• [Parts of the exercise]
1. List every username in the webOS thread below that appears right before "said:" to introduce a quoted post. Give each name once.
2. Copy the part of the webOS thread below starting at "Very nice! Thanks" and ending at "of its use.".

Interesting, but wasn't the port HP was working on based on Gingerbread?


----------



## green

txrocker281 said:


> Interesting, but wasn't the port HP was working on based on Gingerbread?


No, it was froyo


----------



## lafester

Very nice! Thanks for keeping up the fight green  do we need to chip in to get the lawyer some compensation?


----------



## Brawlking

2new2care said:


> Im very suprised they released this as it takes away from the webOS developement and marketing of its use.


It doesn't take anything away from webOS, it is now an open source OS so anyone has free access to it, which means even more people can use it, modify it, make their own builds, it may even help to proliferate the use of the OS or build better future OSs.


----------



## green

Brawlking said:


> It doesn't take anything away from webOS, it is now an open source OS so anyone has free access to it, which means even more people can use it, modify it, make their own builds, it may even help to proliferate the use of the OS or build better future OSs.


You mean that webOS will be an open source OS in July, and everybody would be able to build it in August.


----------



## Brawlking

green said:


> You mean that webOS will be an open source OS in July, and everybody would be able to build it in August.


Yes, that is what I mean, but my point is still the same


----------



## EraserXIV

I really hope there will be progress made on the wifi front. Wifi on the CM9 build right now is flakey. Green do you think there's a good chance HP will release the wifi driver? Was there anything included about the hardware omx?


----------



## Joenathan

@Verygreen do you have a twitter?


----------



## green

EraserXIV said:


> I really hope there will be progress made on the wifi front. Wifi on the CM9 build right now is flakey. Green do you think there's a good chance HP will release the wifi driver? Was there anything included about the hardware omx?


I hope the wifi will be forthcoming, as I clearly identified it as GPL code derivative from the kernel itself.

• [Provided data]
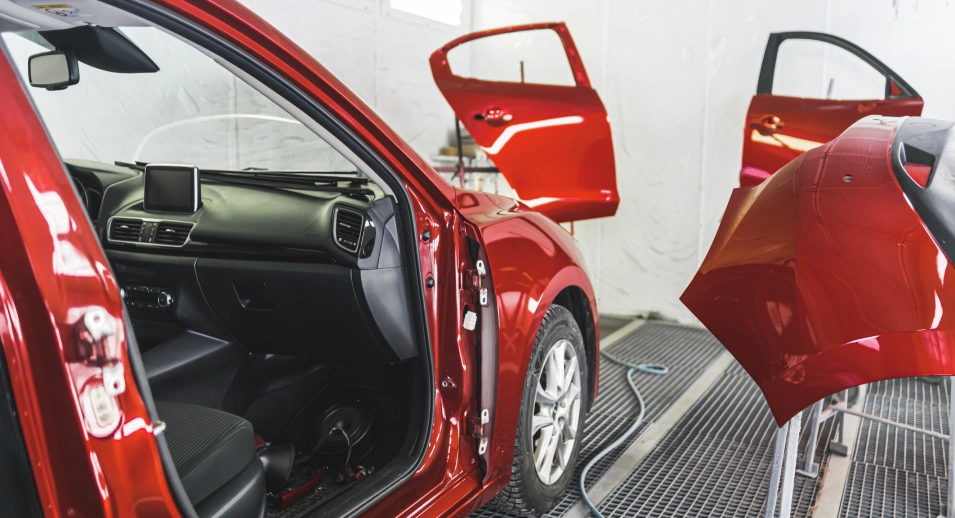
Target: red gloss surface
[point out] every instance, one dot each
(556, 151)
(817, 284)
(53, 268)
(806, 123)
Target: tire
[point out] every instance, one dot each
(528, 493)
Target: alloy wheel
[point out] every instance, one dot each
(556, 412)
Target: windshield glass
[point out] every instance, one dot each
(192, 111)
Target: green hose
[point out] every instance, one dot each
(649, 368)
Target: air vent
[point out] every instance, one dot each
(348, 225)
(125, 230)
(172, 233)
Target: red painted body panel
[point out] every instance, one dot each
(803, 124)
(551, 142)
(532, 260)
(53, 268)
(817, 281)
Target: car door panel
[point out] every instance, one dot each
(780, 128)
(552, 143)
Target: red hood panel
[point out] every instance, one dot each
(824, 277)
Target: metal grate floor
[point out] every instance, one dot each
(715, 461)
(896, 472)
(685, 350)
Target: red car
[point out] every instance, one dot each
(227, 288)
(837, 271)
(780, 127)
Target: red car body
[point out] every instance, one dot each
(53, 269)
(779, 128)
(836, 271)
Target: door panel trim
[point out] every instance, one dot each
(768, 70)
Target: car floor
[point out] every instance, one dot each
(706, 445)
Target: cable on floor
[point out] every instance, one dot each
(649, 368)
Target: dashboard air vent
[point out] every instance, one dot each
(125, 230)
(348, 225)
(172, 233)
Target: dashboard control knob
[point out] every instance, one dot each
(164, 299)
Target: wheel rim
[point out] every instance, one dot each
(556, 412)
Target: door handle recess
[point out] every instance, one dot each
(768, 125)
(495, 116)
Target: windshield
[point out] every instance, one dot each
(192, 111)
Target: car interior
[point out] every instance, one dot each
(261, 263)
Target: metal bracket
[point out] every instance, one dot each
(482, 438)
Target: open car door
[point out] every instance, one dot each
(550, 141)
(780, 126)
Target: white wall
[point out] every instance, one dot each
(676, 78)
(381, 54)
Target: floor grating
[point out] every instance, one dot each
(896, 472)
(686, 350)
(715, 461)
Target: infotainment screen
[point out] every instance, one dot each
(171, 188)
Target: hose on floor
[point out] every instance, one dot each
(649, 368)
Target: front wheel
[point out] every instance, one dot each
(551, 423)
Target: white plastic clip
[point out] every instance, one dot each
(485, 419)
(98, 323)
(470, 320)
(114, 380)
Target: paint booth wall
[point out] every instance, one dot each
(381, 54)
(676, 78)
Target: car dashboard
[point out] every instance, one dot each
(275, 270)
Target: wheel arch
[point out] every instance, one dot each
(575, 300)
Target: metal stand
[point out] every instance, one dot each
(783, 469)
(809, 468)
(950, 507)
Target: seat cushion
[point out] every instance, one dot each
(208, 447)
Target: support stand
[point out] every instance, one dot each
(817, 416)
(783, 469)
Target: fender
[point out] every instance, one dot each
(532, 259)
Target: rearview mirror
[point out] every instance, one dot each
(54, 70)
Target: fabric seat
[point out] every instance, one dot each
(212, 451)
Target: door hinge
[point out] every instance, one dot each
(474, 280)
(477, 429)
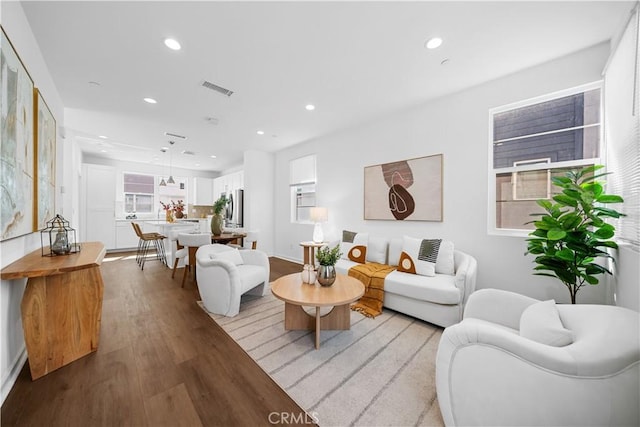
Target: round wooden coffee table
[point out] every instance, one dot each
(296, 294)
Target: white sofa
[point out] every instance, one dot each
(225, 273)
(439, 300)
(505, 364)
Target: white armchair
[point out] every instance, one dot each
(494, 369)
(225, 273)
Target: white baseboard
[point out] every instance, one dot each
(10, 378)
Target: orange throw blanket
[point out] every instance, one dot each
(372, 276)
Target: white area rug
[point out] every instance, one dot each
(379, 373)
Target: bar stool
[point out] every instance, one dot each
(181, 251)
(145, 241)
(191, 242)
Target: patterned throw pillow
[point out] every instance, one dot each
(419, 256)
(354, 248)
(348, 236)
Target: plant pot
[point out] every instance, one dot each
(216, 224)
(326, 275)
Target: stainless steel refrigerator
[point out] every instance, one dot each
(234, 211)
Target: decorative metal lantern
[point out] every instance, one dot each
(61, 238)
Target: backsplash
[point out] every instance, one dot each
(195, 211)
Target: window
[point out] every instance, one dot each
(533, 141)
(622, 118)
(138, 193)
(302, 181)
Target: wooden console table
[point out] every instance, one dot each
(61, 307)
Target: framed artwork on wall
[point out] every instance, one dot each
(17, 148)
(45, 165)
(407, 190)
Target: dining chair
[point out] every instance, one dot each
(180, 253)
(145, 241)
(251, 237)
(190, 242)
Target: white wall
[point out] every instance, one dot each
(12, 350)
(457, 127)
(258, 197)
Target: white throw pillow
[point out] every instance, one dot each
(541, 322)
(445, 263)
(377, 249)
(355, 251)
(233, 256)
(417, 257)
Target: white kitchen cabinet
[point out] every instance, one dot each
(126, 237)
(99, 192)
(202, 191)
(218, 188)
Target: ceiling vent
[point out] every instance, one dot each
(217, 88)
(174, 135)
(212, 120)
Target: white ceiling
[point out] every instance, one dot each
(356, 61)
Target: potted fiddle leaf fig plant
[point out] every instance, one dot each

• [Solutions below]
1. txrocker281, 2new2care, Brawlking, green, EraserXIV

2.
Very nice! Thanks for keeping up the fight green  do we need to chip in to get the lawyer some compensation?


----------



## Brawlking

2new2care said:


> Im very suprised they released this as it takes away from the webOS developement and marketing of its use.